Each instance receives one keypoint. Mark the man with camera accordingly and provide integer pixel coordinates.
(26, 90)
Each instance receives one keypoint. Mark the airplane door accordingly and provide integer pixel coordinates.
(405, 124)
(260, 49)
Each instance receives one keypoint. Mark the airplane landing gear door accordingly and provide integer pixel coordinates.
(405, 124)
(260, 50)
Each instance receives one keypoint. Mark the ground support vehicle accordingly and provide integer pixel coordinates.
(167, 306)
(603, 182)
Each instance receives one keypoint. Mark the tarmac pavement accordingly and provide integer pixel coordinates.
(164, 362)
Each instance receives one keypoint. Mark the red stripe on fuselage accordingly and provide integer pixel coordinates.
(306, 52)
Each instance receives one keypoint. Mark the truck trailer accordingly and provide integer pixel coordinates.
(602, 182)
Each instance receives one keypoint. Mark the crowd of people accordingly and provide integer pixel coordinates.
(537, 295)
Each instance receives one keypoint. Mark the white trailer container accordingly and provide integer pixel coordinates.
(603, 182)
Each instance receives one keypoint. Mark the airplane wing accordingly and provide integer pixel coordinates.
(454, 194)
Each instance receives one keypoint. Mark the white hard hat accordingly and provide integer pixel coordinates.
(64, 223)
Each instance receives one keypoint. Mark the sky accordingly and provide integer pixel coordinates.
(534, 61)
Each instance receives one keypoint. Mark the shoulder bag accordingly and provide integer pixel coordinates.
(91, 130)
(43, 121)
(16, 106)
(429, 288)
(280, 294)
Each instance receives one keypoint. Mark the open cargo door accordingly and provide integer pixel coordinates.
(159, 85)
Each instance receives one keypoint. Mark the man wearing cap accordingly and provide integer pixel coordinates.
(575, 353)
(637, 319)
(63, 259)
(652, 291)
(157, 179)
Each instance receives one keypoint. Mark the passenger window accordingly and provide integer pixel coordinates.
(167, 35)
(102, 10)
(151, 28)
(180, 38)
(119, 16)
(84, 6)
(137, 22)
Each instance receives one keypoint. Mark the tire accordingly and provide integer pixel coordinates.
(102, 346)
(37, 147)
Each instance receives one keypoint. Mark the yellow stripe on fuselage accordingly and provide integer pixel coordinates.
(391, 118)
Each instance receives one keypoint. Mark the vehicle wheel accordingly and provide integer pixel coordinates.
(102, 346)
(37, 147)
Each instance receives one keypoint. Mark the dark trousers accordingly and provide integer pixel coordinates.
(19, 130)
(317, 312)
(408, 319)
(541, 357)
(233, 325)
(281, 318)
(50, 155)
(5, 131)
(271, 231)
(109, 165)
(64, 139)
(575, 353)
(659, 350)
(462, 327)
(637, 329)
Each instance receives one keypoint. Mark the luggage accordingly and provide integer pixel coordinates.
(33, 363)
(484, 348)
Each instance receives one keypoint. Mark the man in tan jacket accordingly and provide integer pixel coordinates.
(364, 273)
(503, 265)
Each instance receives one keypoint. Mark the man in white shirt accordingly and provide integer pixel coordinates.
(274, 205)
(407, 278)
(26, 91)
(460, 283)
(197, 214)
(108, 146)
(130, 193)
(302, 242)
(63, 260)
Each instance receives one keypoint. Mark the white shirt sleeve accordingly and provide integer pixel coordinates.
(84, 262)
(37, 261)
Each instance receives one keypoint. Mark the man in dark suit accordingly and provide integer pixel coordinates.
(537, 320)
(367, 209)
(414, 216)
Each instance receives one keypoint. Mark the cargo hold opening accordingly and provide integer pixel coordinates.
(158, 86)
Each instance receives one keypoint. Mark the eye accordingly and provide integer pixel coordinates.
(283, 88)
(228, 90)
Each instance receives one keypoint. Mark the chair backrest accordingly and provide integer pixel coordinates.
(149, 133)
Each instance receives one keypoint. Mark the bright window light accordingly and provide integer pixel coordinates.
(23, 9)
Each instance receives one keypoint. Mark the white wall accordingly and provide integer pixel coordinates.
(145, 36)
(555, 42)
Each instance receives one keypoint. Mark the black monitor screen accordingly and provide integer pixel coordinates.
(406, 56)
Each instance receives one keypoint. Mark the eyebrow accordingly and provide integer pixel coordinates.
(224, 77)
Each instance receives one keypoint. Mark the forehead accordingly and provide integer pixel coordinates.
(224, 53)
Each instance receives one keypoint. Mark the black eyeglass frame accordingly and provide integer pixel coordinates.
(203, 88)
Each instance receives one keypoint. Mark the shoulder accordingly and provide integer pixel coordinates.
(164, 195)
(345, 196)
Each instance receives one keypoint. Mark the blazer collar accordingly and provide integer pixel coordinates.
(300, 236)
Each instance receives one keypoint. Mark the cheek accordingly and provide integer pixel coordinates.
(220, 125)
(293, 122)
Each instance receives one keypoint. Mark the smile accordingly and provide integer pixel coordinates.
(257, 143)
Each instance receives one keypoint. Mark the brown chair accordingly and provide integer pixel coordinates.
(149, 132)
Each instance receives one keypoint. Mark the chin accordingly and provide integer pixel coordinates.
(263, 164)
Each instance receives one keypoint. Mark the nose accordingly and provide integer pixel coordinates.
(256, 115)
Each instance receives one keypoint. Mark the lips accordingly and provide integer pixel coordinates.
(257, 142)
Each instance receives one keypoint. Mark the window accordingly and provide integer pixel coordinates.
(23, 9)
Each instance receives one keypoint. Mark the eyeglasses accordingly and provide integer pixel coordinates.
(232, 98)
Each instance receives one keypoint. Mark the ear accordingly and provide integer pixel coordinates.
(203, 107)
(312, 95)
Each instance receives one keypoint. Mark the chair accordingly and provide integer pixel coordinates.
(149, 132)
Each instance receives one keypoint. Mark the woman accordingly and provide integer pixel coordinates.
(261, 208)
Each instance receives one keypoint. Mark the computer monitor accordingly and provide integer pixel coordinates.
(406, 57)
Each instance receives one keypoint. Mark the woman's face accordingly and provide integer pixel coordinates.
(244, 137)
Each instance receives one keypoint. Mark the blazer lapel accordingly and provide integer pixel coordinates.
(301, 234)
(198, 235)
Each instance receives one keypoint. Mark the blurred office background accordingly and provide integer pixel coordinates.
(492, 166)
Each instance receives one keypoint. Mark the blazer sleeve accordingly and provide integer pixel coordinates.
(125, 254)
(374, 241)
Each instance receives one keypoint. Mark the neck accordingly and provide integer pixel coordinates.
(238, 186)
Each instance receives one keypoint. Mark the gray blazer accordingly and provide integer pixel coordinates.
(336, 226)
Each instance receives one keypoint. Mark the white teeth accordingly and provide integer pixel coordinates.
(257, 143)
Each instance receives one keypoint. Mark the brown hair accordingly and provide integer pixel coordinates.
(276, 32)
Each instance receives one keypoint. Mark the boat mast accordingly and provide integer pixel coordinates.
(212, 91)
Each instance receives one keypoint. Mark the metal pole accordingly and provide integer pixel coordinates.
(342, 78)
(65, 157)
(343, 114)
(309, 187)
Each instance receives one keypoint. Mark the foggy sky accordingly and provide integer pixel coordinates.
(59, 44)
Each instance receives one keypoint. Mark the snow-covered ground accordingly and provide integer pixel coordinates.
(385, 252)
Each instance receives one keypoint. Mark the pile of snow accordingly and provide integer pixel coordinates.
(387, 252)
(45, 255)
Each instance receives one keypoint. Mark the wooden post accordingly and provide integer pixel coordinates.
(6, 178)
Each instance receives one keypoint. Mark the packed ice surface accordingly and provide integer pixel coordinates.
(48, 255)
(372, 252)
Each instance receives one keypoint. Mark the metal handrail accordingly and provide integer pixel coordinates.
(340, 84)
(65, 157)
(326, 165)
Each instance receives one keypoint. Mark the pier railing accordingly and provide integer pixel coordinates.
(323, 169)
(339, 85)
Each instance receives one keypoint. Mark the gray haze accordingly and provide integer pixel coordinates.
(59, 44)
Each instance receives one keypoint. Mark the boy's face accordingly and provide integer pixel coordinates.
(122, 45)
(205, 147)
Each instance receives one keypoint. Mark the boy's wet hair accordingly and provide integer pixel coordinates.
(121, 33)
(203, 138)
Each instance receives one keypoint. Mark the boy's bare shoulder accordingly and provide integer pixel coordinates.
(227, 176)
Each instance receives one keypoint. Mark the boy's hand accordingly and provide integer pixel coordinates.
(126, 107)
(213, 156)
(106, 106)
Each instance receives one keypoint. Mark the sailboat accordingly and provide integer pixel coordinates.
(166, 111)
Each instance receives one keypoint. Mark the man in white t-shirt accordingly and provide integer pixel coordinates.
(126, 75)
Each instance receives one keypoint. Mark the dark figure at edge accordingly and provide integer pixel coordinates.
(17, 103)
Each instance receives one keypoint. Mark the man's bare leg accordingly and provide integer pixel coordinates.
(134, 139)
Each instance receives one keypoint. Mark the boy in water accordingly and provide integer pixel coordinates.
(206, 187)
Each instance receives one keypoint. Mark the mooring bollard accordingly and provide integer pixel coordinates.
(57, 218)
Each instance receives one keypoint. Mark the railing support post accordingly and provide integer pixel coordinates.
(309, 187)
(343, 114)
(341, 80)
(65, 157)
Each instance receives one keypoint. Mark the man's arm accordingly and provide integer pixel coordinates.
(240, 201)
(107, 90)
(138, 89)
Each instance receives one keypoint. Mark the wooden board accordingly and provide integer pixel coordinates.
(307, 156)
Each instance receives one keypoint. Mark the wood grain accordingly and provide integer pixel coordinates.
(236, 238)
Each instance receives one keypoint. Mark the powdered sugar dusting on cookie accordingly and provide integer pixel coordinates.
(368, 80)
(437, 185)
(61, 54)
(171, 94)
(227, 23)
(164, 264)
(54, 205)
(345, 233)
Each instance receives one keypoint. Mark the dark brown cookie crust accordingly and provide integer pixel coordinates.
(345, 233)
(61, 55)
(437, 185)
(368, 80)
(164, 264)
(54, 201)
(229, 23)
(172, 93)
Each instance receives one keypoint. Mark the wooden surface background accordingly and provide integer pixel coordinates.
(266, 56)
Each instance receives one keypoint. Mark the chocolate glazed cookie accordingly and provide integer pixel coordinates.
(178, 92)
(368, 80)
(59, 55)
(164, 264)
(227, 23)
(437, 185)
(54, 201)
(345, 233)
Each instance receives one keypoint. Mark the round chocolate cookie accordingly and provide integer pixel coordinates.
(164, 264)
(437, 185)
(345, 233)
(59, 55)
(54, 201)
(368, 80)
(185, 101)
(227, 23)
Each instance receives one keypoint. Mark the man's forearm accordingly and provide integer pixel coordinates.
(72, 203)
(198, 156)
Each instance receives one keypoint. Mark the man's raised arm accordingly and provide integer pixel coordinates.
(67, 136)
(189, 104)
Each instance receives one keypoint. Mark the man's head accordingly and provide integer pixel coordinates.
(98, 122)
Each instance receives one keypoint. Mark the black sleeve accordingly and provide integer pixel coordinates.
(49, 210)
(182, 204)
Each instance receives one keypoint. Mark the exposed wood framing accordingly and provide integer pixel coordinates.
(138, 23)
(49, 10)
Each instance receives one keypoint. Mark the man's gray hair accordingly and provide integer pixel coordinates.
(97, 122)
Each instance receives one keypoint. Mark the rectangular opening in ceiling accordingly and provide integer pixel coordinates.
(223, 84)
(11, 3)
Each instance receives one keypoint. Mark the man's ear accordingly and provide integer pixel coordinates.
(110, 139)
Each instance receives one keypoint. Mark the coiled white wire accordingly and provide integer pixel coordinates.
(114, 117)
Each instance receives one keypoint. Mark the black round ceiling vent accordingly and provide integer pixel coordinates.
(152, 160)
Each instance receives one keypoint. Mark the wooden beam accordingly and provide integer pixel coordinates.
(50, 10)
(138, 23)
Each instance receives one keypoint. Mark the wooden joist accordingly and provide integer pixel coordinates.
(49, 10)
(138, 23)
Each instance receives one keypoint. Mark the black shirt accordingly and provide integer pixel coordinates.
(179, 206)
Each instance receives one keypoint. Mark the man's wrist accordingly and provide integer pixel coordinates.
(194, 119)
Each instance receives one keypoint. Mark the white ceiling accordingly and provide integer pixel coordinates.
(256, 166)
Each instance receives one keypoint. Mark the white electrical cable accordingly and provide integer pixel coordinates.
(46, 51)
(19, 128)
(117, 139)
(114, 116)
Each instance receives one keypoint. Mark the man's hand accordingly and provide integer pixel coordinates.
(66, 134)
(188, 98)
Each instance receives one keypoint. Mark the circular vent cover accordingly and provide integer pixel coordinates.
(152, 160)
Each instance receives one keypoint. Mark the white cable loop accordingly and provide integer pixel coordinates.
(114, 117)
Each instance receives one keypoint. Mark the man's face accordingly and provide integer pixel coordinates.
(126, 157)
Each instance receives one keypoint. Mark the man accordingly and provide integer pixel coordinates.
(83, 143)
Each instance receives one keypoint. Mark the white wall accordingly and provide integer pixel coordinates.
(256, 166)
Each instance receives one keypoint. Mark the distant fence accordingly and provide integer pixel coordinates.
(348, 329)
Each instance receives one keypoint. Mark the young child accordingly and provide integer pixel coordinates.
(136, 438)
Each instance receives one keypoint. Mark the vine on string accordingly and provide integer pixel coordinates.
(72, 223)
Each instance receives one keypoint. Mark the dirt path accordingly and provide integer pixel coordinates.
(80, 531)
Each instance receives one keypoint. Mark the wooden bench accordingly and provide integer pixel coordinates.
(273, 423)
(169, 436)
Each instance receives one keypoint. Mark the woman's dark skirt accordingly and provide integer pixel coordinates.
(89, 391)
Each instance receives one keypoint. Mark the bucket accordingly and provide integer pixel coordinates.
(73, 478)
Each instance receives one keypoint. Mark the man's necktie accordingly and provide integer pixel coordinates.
----------------
Print exactly the lines that run from the line containing "Each instance receives one keypoint. Mark the young" to the end of the data, both ends included.

Each instance receives one keypoint. Mark the young child accordingly and provide integer pixel coordinates.
(136, 438)
Each instance receives one keypoint. Mark the vine on string accordingly and provide integer pixel coordinates.
(72, 223)
Each instance receives one keypoint. Mark the dirt path accordingly and provide integer pixel coordinates.
(80, 531)
Each instance receives one keypoint. Mark the wooden bench accordingly and provide integer pixel coordinates.
(273, 423)
(169, 436)
Each instance receives one keypoint. Mark the woman's dark skirt accordingly and provide integer pixel coordinates.
(89, 391)
Each instance receives one keypoint. Mark the bucket accordingly and provide integer pixel coordinates.
(73, 478)
Each instance receives one keypoint. Mark the man's necktie accordingly and provide integer pixel coordinates.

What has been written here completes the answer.